Source data START

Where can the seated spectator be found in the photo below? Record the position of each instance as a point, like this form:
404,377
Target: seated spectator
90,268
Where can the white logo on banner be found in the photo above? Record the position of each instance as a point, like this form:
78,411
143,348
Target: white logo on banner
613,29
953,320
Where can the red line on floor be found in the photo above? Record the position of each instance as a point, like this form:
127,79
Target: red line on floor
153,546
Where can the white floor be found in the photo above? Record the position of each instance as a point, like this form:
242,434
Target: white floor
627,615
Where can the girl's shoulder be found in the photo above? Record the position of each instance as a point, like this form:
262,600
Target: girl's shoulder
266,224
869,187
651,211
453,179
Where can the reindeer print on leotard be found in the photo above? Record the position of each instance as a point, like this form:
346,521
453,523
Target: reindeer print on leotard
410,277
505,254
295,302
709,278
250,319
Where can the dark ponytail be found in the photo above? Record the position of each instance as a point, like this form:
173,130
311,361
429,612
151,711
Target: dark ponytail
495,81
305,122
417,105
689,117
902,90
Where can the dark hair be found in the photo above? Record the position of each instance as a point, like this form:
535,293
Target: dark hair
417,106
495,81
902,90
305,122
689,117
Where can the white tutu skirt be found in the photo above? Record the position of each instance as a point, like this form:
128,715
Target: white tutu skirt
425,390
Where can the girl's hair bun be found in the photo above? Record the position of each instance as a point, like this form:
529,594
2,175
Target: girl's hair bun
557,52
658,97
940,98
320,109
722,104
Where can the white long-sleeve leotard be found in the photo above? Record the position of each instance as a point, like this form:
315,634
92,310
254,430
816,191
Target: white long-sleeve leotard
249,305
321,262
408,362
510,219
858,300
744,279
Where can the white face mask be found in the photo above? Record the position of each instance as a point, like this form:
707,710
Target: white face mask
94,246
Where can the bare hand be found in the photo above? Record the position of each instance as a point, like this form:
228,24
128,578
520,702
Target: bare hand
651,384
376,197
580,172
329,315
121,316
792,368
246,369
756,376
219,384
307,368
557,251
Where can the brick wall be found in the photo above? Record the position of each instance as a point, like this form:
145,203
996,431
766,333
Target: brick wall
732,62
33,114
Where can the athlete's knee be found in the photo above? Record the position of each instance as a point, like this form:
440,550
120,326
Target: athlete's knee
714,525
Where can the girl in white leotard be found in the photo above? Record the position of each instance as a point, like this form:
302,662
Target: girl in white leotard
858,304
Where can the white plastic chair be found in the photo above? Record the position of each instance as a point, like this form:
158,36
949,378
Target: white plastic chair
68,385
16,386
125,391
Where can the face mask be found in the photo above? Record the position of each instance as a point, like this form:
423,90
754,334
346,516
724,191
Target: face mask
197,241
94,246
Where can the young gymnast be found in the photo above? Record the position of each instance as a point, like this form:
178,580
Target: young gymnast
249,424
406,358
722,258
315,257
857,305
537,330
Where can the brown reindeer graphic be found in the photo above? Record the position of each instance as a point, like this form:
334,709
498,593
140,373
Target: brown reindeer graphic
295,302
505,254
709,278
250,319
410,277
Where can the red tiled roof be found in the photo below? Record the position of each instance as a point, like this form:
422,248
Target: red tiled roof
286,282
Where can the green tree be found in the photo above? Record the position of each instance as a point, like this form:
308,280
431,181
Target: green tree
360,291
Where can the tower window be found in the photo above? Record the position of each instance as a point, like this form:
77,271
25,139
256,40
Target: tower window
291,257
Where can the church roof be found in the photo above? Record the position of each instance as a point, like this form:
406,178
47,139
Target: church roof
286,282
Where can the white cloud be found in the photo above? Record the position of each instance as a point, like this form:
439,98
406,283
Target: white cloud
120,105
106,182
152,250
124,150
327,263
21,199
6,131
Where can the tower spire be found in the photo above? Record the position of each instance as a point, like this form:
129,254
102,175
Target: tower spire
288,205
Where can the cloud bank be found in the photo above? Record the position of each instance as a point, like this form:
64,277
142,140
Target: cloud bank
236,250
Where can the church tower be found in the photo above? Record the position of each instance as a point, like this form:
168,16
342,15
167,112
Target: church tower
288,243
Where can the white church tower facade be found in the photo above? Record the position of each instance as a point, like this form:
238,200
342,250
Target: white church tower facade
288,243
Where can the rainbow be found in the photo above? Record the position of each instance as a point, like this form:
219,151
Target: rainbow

Source data END

Aim of the task:
Give the entries once more, exactly as they appear.

Exercise output:
Where can the seated spectator be found in the photo below? Record the position of each instance as a point, like this form:
404,377
Target: seated spectator
90,268
Where can the white logo on banner be found in the photo above? Record the position of each instance as a point, like this form:
78,411
143,348
Target: white logo on banner
613,29
953,320
Where can the red line on floor be found in the photo above? Record the position of each instance as a point, like this form:
127,79
Target: red line on floor
153,546
Where can the white floor be found in the photo above? Record the position of each instance as a point, like this form:
242,434
Target: white floor
627,615
Where can the girl's shoulder be found in the photo above? Record the position of each instance as a point, like this form:
262,600
Target: girl's shoulder
266,224
869,187
651,211
453,179
Where can the reindeer print on leotard be found in the photo above? Record the position of each instance as a point, like this form:
346,521
453,523
Target: reindeer print on leotard
410,277
505,254
295,302
709,278
250,319
Where can the dark ponytail be found in the photo above? Record the position of each instance as a point, like this form:
173,130
311,361
429,612
151,711
Target: dark ponytail
495,81
305,122
417,105
689,117
902,90
Where can the dark hair be found in the photo above? Record the position of each instance as a point, like this form:
535,293
Target: dark hair
417,106
495,81
902,90
305,122
689,117
Where can the white tutu skirt be found in the photo above? Record the position of each instance as a point, like this form:
128,715
Target: white tutu skirt
425,390
Where can the girl's hair bun be found in the photo above? Record the position of each instance as a point, like this form:
529,594
2,175
Target: girl's hair bun
557,52
658,97
940,98
320,109
722,104
Where can the white long-sleeve leotard be found in the photo above? Record the position of each instance as a point, like this form:
315,634
92,310
254,430
816,191
Target: white long-sleeve leotard
249,305
321,262
408,362
510,219
858,300
744,279
Where can the white face mask be found in the photo above? Record the position of each instance as a point, like this form:
707,710
Target: white face mask
94,246
Where can the bare hand be found in the photo above? Record the position of each instance as a point, like this form:
228,24
128,578
520,702
Target: bare hand
651,384
376,197
580,172
329,315
121,316
792,368
246,369
756,376
219,384
307,368
557,251
Where can the brick wall be found in the photo above? Record the position of each instance as a point, like this form:
145,203
996,431
766,333
Target: brick wall
732,62
33,114
Where can the athlete's knee be found in the photo above? Record the position of each instance as a point, like this form:
440,550
120,326
Target: athlete's knee
714,525
Where can the girl in white leotard be found in the photo above? Record the position of each instance as a point, like this form:
302,662
Target: girl in white leotard
858,304
Where can the white plastic chair be found in the photo above? Record the position of each instance as a point, like this form:
158,36
949,378
Target: white plastic chair
68,385
16,386
125,391
Where can the face mask be found in the photo above? Record the position of each instance as a point, like this form:
423,90
754,334
346,516
724,191
Target: face mask
197,241
94,246
Where can the young gymnast be found in the photo above? Record the position of each instance as a point, like this form:
178,580
Target: young gymnast
249,424
406,358
722,258
315,257
857,305
537,330
Where can the brown reindeer graphic be found in the photo above? Record the position of each instance as a point, like this form:
334,709
498,593
140,373
Target: brown reindeer graphic
295,302
505,254
709,278
250,319
410,277
Where can the red tiled roof be found in the photo below? Record the position of each instance as a point, like this form:
422,248
Target: red tiled roof
286,282
Where can the green tree be found in the photo above? Record the position of each instance as a point, like this form:
308,280
431,181
Target: green tree
360,291
Where can the tower window be found in the photo above? Record the position of each instance as a point, like this form:
77,271
25,139
256,40
Target: tower window
291,257
Where can the church roof be found in the photo above? Record the position of each instance as a point, like this form:
406,178
47,139
Target: church roof
286,282
Where can the white cloud be found in the photo above? Record the position of each instance as a point, like this form:
439,98
406,283
Target: white cloud
120,105
106,182
152,250
124,150
327,263
21,199
6,131
Where can the tower spire be found in the photo above? Record the position of each instance as a point, like this form:
129,254
102,175
Target: tower spire
288,205
Where can the cloud bank be found in the photo above? Record the position of each instance as a point, like this form:
64,277
142,140
Target: cloud bank
236,250
Where can the church tower be found in the photo above? Record the position of each instance as a point, like this form:
168,16
342,15
167,112
Target: church tower
288,243
Where can the white church tower facade be found in the photo above? Record the position of each instance as a point, like this form:
238,200
342,250
Target: white church tower facade
288,243
Where can the rainbow be found in the photo above? Record the position of each instance as a point, like this form:
219,151
Target: rainbow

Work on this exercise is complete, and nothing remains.